Instructions for the task:
In the passage on the Good Fence, transcribe the text without alteration, from "From the 1948" to "in the area.".

The Good Fence (הגדר הטובה) was a term that referred to Israel's mountainous 80-mile northern border with Lebanon[1] during the period following the Lebanese Civil War and the 1978 South Lebanon conflict. At the time, southern Lebanon was controlled by the Maronite Christians and the South Lebanon Army.

From the 1948 establishment of the State of Israel until 1970, Israel's border with Lebanon was quiet to the point that farmers from the Israeli town of Metula farmed their lands in the Ayoun Valley inside Lebanon. In 1970, after their expulsion from Jordan during Black September, the PLO began taking control over southern Lebanon and breaking the tranquility that resided in the area.

The beginning of the Good Fence coincides with the beginning of the civil war in Lebanon in 1976 and Israel support of the Maronites in southern Lebanon in their battle with the PLO. From 1977 Israel allowed the Maronites to find employment in Israel and provided assistance in exporting goods through the Israeli port city of Haifa. The main border crossing through which goods and workers crossed was the Fatima Gate crossing near Metula.

Israel alleges that, before 2000, approximately one-third of the patients in the ophthalmology department of the Western Galilee Hospital were Lebanese citizens who crossed the border through the Good Fence and received treatment free of charge.[2]

The Good Fence ceased to exist with Israel's withdrawal from southern Lebanon in 2000.

Data under study:
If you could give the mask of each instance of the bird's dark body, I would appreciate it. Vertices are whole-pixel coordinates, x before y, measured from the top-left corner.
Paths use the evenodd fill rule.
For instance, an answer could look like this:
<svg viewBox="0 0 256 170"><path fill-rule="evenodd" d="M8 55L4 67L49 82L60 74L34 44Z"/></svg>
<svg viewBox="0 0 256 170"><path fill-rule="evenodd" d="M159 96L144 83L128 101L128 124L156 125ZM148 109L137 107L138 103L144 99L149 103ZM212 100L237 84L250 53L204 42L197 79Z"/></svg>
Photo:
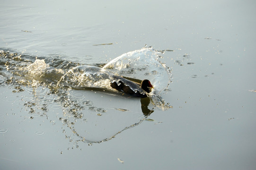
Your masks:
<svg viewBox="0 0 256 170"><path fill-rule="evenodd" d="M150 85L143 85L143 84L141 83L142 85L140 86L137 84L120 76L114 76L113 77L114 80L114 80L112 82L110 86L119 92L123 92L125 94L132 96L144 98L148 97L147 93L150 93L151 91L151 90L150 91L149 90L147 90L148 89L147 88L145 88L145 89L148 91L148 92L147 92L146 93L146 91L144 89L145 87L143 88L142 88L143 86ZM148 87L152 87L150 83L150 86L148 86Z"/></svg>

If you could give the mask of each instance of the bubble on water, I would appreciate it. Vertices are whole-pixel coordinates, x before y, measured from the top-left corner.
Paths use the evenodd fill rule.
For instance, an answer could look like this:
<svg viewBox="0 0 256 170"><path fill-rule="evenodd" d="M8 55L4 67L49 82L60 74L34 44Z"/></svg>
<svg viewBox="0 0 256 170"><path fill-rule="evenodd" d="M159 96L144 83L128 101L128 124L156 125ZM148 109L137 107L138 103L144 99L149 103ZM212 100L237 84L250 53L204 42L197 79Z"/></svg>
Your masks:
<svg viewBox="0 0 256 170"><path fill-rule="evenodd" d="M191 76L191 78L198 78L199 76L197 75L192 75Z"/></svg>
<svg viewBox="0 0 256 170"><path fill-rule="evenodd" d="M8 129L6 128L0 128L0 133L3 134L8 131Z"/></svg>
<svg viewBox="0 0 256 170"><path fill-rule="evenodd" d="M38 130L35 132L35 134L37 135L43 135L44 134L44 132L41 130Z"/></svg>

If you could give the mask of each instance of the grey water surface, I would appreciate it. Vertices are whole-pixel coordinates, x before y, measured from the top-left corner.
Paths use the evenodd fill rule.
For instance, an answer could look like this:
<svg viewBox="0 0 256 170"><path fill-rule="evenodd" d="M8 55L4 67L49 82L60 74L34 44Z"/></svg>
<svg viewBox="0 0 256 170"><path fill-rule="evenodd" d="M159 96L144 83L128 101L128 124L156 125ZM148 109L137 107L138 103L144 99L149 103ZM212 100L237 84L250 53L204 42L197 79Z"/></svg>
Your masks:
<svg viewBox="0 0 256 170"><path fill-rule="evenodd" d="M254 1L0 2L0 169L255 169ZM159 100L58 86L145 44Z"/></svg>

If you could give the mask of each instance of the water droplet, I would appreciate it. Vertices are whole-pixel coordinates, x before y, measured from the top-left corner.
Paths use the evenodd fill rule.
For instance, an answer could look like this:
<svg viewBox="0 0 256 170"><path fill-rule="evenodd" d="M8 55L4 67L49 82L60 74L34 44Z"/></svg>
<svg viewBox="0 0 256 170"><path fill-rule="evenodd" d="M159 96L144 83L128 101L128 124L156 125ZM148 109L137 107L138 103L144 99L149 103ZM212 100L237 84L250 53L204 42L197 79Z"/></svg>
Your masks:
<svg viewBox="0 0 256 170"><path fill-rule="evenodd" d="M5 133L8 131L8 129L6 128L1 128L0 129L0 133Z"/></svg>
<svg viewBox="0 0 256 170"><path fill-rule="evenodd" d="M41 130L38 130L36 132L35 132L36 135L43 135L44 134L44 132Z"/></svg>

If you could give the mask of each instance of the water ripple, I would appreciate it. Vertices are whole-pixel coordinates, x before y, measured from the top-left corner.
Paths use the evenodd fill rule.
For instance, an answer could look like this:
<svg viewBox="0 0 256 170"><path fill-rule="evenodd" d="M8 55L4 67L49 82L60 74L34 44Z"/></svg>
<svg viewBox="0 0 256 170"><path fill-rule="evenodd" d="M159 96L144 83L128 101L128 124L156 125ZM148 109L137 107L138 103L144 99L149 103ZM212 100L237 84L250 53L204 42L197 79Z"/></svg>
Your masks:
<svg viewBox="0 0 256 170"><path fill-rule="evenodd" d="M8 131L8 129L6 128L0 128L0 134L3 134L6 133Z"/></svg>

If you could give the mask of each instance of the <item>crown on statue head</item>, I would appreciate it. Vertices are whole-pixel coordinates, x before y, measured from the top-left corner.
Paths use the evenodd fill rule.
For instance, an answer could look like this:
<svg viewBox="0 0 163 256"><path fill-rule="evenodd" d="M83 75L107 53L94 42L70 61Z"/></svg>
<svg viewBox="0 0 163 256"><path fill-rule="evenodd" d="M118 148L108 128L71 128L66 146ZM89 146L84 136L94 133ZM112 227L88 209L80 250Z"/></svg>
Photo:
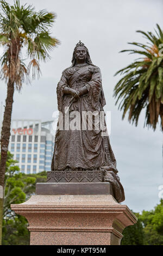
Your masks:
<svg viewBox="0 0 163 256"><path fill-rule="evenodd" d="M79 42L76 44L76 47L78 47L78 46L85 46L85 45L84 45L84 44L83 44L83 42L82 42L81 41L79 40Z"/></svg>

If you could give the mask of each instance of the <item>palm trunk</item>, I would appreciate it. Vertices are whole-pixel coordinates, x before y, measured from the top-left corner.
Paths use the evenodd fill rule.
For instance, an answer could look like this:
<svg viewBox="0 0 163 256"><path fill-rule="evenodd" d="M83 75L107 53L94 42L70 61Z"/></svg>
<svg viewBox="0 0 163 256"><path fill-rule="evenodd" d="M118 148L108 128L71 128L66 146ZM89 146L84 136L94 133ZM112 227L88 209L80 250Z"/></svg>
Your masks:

Reply:
From the 1948 establishment of the State of Israel until 1970, Israel's border with Lebanon was quiet to the point that farmers from the Israeli town of Metula farmed their lands in the Ayoun Valley inside Lebanon. In 1970, after their expulsion from Jordan during Black September, the PLO began taking control over southern Lebanon and breaking the tranquility that resided in the area.